Begin at the line containing "Practice step: locate the blazer sleeve" and copy each line exactly through the end of the records, leaving out what comes before.

Information given START

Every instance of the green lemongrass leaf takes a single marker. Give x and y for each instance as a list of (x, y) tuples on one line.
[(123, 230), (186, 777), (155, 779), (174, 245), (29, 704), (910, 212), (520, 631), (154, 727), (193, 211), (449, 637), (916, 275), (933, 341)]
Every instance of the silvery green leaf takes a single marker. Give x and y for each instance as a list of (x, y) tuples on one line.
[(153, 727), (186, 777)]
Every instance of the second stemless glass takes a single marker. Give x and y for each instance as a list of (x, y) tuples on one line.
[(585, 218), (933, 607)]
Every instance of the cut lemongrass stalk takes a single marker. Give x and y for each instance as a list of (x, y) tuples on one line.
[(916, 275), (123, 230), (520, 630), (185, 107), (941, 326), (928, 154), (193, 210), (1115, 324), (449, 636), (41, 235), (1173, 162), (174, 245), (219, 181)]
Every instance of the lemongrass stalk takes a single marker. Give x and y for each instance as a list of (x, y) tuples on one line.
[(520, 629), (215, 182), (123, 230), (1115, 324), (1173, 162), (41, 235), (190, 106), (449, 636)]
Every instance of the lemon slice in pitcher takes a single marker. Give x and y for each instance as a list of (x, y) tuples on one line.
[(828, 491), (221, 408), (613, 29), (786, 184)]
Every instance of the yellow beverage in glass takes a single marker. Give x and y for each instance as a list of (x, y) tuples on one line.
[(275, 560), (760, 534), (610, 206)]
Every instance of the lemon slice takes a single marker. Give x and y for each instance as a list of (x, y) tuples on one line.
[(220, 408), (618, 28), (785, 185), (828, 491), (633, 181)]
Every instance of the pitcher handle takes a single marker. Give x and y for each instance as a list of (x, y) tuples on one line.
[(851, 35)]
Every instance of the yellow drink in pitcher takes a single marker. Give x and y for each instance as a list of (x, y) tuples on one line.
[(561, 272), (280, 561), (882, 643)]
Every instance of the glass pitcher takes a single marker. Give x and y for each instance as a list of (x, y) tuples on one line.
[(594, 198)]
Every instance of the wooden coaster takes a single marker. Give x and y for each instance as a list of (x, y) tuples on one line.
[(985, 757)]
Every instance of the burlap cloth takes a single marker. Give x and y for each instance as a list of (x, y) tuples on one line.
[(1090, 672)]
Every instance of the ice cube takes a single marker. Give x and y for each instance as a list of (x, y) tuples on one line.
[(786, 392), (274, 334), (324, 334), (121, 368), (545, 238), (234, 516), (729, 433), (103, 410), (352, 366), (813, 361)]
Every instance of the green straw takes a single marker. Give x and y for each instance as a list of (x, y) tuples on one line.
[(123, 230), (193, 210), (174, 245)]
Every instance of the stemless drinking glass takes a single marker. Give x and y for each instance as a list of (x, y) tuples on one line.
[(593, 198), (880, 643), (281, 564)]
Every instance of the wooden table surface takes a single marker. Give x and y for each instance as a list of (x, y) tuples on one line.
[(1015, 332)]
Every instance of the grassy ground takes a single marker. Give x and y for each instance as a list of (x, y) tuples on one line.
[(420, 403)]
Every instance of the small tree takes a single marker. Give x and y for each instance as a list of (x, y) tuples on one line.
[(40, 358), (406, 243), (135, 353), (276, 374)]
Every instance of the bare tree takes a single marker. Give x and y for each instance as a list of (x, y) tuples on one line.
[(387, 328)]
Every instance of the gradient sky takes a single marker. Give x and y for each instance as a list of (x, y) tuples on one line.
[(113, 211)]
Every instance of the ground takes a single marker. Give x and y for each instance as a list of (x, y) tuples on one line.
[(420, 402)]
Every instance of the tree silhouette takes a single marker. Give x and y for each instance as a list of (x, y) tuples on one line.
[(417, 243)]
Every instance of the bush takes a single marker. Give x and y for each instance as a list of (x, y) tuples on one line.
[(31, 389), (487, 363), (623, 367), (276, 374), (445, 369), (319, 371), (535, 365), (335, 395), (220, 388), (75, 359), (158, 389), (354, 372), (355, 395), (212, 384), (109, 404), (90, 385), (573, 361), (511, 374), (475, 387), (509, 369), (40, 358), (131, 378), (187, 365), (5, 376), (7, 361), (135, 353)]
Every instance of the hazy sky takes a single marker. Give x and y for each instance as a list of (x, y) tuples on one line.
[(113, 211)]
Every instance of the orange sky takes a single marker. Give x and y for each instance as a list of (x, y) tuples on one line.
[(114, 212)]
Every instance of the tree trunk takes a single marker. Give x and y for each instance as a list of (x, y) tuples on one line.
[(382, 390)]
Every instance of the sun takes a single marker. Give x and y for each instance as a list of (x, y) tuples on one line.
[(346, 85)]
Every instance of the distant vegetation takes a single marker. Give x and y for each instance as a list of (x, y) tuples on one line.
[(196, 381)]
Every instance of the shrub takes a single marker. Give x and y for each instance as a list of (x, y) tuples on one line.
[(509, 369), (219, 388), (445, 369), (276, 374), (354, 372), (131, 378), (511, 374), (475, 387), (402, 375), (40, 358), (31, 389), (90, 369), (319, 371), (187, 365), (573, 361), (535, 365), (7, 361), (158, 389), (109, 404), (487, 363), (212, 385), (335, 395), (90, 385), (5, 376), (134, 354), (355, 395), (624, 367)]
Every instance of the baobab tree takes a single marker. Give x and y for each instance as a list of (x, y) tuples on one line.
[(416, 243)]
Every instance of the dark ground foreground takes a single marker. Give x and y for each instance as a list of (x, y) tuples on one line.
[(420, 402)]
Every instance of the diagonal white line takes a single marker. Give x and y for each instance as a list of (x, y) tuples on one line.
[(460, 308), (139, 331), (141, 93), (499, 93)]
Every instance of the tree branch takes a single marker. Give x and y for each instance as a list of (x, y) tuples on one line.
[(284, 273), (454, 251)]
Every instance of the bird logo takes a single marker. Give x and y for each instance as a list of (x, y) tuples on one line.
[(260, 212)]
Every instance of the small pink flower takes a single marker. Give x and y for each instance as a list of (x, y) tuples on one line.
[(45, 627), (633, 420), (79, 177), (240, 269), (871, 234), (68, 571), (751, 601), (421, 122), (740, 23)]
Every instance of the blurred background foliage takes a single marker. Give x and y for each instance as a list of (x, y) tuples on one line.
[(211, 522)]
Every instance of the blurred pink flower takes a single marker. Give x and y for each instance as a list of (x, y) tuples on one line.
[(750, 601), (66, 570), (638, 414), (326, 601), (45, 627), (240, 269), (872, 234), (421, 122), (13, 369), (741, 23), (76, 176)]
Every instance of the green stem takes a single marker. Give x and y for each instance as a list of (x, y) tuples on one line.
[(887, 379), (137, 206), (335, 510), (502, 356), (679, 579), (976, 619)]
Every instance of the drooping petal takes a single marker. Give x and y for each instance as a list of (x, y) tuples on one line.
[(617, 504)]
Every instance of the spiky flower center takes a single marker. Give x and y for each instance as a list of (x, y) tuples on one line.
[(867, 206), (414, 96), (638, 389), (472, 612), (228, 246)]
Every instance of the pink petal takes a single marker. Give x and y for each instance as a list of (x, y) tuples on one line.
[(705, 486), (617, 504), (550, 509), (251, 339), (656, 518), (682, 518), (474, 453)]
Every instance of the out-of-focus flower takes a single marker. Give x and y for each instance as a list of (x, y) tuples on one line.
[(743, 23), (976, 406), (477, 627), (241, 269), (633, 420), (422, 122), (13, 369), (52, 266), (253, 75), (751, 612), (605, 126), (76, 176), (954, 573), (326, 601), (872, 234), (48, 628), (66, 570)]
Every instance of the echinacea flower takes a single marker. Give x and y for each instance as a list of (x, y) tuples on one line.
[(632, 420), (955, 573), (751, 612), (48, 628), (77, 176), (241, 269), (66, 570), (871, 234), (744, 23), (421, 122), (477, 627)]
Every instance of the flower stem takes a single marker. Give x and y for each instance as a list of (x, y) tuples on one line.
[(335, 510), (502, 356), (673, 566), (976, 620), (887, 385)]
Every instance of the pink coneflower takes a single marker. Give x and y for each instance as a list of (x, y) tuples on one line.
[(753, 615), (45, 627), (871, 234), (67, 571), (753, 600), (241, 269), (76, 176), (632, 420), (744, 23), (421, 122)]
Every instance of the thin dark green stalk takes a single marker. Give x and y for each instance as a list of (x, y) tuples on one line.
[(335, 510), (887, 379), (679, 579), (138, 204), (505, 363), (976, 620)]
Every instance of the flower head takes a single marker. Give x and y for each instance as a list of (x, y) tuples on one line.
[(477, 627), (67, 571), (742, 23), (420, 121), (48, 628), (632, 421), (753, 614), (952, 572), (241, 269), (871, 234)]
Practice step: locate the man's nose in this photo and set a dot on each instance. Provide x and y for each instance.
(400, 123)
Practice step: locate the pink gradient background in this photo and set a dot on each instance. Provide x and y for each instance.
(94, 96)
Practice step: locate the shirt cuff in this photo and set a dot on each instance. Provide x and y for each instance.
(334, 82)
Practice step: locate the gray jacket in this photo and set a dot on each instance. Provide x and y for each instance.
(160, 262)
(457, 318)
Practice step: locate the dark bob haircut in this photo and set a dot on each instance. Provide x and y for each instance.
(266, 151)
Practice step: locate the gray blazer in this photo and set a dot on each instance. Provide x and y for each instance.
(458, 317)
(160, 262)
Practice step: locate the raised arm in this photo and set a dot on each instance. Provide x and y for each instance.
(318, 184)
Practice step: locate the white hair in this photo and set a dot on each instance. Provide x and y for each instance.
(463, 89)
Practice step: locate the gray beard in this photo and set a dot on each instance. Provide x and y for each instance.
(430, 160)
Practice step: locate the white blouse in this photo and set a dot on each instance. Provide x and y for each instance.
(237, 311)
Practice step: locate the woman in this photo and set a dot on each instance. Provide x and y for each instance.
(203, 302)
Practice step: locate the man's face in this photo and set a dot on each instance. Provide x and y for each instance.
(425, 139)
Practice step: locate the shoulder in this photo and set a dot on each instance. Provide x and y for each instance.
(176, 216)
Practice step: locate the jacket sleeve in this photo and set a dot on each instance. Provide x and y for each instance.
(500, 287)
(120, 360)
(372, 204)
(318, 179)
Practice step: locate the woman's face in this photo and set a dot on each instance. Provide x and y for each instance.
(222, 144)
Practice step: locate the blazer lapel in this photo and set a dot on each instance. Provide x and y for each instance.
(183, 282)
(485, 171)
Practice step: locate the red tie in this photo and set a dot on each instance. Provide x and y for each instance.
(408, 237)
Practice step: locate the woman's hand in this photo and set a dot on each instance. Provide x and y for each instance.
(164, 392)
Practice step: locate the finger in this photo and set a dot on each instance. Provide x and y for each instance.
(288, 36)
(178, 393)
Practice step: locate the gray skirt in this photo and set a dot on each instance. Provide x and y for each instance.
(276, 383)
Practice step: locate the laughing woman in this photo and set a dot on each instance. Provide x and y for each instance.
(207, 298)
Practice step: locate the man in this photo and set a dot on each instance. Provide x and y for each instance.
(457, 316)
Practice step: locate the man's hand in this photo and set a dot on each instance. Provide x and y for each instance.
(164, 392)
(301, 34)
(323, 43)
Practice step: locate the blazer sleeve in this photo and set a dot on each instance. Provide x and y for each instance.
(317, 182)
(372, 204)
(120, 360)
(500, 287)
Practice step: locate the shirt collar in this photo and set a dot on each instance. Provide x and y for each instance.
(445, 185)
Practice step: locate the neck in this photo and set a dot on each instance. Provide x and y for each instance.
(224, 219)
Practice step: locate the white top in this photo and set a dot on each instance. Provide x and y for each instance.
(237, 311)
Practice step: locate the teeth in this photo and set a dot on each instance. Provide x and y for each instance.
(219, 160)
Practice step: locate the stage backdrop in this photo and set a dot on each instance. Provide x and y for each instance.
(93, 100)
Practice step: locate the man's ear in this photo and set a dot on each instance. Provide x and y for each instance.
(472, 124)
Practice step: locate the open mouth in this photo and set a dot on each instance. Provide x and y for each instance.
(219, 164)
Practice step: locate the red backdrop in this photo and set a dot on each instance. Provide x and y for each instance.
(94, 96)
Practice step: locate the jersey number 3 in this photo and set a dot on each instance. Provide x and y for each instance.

Information given END

- Your solution
Practice step: locate the blazer sleeve in this photo and set a dot on each instance. Provide x and y for each instance.
(317, 182)
(372, 204)
(120, 360)
(500, 287)
Practice step: locate the shirt collar in this photo and set a dot on each instance. Provide x and y for each instance.
(445, 185)
Practice step: locate the neck in this photo and set a dot on each instance. Provide x and y for each instance.
(224, 219)
Practice step: locate the white top in this photo and set a dot on each instance. Provide x and y for each instance.
(237, 311)
Practice step: locate the teeth in this photo and set a dot on each instance. Provide x and y for each instance.
(219, 160)
Practice step: locate the stage backdrop in this photo and set a dot on each instance. Provide x and y for each instance.
(93, 100)
Practice step: locate the man's ear in this photo and set a dot on each instance. Provide x and y for each instance.
(472, 124)
Practice step: locate the open mouth in this photo and set a dot on each instance. Provide x and y for each instance.
(219, 164)
Practice step: locate the red backdrop in this photo and set a dot on each instance. Provide x and y for each instance.
(94, 96)
Practice step: locate the jersey number 3 in this photo and set a dot on each instance. Provide x and y for each instance.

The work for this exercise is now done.